◆ Stated task
Copy the lines below, substituting "would be ideal" for every "would be perfect" and changing nothing else.

Saved data entries:
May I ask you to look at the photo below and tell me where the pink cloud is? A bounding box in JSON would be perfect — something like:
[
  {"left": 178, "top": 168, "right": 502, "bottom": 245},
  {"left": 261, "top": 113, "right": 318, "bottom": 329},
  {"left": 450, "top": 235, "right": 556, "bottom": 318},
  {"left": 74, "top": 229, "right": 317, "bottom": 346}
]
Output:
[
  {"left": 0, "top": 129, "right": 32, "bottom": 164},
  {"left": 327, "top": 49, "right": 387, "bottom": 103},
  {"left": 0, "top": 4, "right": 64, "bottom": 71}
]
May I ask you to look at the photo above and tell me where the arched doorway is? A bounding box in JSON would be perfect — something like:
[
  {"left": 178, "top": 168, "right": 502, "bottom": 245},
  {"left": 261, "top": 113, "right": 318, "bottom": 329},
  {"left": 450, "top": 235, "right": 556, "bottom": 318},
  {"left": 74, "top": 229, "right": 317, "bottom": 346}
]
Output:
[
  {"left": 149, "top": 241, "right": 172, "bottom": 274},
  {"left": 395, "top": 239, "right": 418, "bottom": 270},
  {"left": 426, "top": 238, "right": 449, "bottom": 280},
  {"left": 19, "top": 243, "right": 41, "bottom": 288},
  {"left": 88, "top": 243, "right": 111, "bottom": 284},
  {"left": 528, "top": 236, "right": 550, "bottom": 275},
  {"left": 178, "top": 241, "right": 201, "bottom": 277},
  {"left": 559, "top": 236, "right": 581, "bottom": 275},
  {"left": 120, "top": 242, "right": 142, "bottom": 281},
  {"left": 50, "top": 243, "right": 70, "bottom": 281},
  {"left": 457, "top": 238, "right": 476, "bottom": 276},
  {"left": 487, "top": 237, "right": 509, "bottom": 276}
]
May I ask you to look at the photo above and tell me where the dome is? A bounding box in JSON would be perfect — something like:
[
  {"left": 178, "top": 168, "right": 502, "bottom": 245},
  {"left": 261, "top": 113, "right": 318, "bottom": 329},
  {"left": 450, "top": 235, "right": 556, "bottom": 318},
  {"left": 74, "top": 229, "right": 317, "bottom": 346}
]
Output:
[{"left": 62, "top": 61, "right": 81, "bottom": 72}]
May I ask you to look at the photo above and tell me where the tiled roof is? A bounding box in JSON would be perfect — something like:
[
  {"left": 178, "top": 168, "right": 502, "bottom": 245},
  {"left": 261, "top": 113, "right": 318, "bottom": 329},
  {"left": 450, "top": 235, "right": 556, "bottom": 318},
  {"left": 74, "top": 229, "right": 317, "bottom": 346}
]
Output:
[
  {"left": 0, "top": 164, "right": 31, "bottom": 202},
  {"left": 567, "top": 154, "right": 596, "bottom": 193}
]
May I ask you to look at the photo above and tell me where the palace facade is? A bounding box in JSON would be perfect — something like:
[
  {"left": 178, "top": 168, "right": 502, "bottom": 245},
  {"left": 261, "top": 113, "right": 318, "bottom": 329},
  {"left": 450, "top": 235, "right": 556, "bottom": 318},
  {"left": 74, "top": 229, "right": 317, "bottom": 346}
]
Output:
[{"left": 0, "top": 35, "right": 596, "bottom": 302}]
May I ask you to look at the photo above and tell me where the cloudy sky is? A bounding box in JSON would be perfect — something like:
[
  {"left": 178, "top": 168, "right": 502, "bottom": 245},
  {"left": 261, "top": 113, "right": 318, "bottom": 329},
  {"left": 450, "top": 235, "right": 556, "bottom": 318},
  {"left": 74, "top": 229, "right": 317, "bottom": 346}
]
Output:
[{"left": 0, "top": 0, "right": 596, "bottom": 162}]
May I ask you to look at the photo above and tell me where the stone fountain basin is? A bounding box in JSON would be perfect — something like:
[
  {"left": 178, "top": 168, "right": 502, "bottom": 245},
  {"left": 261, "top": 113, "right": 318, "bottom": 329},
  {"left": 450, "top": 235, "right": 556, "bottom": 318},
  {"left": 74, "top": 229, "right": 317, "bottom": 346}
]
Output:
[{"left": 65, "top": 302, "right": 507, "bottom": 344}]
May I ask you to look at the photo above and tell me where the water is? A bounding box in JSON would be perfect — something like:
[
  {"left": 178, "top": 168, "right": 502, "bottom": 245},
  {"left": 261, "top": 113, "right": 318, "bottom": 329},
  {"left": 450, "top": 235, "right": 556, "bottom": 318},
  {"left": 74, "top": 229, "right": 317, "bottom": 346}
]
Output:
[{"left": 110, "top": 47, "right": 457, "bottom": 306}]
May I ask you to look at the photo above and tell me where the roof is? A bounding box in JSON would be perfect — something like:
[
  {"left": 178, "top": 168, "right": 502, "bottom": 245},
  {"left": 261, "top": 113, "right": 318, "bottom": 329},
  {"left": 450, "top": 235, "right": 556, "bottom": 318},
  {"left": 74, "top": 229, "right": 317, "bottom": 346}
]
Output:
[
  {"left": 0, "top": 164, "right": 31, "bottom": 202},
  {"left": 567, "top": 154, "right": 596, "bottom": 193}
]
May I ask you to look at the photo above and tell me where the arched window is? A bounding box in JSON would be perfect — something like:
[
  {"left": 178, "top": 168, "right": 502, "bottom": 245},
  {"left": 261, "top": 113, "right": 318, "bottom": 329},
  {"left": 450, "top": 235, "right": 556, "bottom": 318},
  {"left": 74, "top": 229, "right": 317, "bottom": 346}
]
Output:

◆ Full answer
May I ask you to look at the photo below and tell me where the pink cloud is? A bounding box in JSON would be ideal — something like:
[
  {"left": 178, "top": 168, "right": 502, "bottom": 245},
  {"left": 261, "top": 113, "right": 318, "bottom": 329},
  {"left": 450, "top": 235, "right": 556, "bottom": 318},
  {"left": 74, "top": 229, "right": 317, "bottom": 346}
]
Output:
[
  {"left": 0, "top": 129, "right": 32, "bottom": 164},
  {"left": 327, "top": 49, "right": 387, "bottom": 103},
  {"left": 0, "top": 4, "right": 64, "bottom": 71}
]
May I ask you to look at the photo above and tell me where the arched doorway is? A bounding box in JSON would be ideal — something like:
[
  {"left": 178, "top": 168, "right": 502, "bottom": 245},
  {"left": 261, "top": 113, "right": 318, "bottom": 329},
  {"left": 450, "top": 235, "right": 556, "bottom": 318},
  {"left": 74, "top": 229, "right": 317, "bottom": 346}
]
Output:
[
  {"left": 149, "top": 241, "right": 172, "bottom": 274},
  {"left": 395, "top": 239, "right": 418, "bottom": 270},
  {"left": 426, "top": 238, "right": 449, "bottom": 280},
  {"left": 19, "top": 243, "right": 41, "bottom": 288},
  {"left": 88, "top": 243, "right": 111, "bottom": 284},
  {"left": 528, "top": 236, "right": 550, "bottom": 275},
  {"left": 178, "top": 241, "right": 201, "bottom": 277},
  {"left": 559, "top": 236, "right": 581, "bottom": 275},
  {"left": 120, "top": 242, "right": 142, "bottom": 281},
  {"left": 50, "top": 243, "right": 70, "bottom": 281},
  {"left": 457, "top": 238, "right": 476, "bottom": 276},
  {"left": 487, "top": 237, "right": 509, "bottom": 276}
]
May I ask you to look at the photo above and tell me where the dome is? A bounding box in JSON would be ideal — something like:
[
  {"left": 178, "top": 168, "right": 502, "bottom": 245},
  {"left": 261, "top": 113, "right": 318, "bottom": 329},
  {"left": 450, "top": 235, "right": 556, "bottom": 318},
  {"left": 74, "top": 229, "right": 317, "bottom": 346}
]
Output:
[{"left": 62, "top": 61, "right": 81, "bottom": 72}]
May I ask you to look at the photo above and tell me where the tiled roof is? A bounding box in JSON would be ideal — something like:
[
  {"left": 178, "top": 168, "right": 502, "bottom": 245},
  {"left": 261, "top": 113, "right": 318, "bottom": 329},
  {"left": 450, "top": 235, "right": 556, "bottom": 318},
  {"left": 74, "top": 229, "right": 317, "bottom": 346}
]
Output:
[
  {"left": 0, "top": 164, "right": 31, "bottom": 202},
  {"left": 567, "top": 154, "right": 596, "bottom": 193}
]
May I ask you to look at the photo above and tell me where the palace facade is? A bounding box in JSON would be ideal — something like:
[
  {"left": 178, "top": 168, "right": 502, "bottom": 245},
  {"left": 261, "top": 113, "right": 318, "bottom": 329},
  {"left": 450, "top": 235, "right": 556, "bottom": 318},
  {"left": 74, "top": 229, "right": 317, "bottom": 346}
]
Output:
[{"left": 0, "top": 35, "right": 596, "bottom": 302}]
May I ask you to look at the photo above and tell me where the cloudy sky is? A bounding box in JSON would be ideal — something like:
[
  {"left": 178, "top": 168, "right": 502, "bottom": 245},
  {"left": 261, "top": 113, "right": 318, "bottom": 329},
  {"left": 450, "top": 235, "right": 556, "bottom": 318},
  {"left": 74, "top": 229, "right": 317, "bottom": 346}
]
Output:
[{"left": 0, "top": 0, "right": 596, "bottom": 162}]
May I ask you to look at the photo above and tell me where the stone fountain basin is? A bounding box in JSON would be ideal — something like:
[
  {"left": 178, "top": 168, "right": 502, "bottom": 245},
  {"left": 261, "top": 113, "right": 318, "bottom": 329},
  {"left": 450, "top": 235, "right": 556, "bottom": 318},
  {"left": 74, "top": 229, "right": 317, "bottom": 346}
]
Output:
[{"left": 65, "top": 302, "right": 507, "bottom": 344}]
May I ask you to look at the photo above and tell me where the water is? A bounding box in JSON would be ideal — something like:
[
  {"left": 178, "top": 168, "right": 502, "bottom": 245},
  {"left": 261, "top": 113, "right": 318, "bottom": 329},
  {"left": 450, "top": 235, "right": 556, "bottom": 318},
  {"left": 74, "top": 229, "right": 317, "bottom": 346}
]
Output:
[{"left": 110, "top": 47, "right": 457, "bottom": 306}]
May I ask you to look at the photo above and tell me where the roof is? A bounding box in JSON would be ideal — something like:
[
  {"left": 178, "top": 168, "right": 502, "bottom": 245},
  {"left": 261, "top": 113, "right": 318, "bottom": 329},
  {"left": 450, "top": 235, "right": 556, "bottom": 318},
  {"left": 74, "top": 229, "right": 317, "bottom": 346}
]
Output:
[
  {"left": 0, "top": 164, "right": 31, "bottom": 202},
  {"left": 567, "top": 154, "right": 596, "bottom": 193}
]
May I ask you to look at the photo above and tell me where the arched window is? A bounding box in JSON would be ideal — something like:
[
  {"left": 178, "top": 168, "right": 502, "bottom": 245},
  {"left": 261, "top": 113, "right": 318, "bottom": 329},
  {"left": 450, "top": 235, "right": 556, "bottom": 318},
  {"left": 74, "top": 229, "right": 317, "bottom": 346}
]
Output:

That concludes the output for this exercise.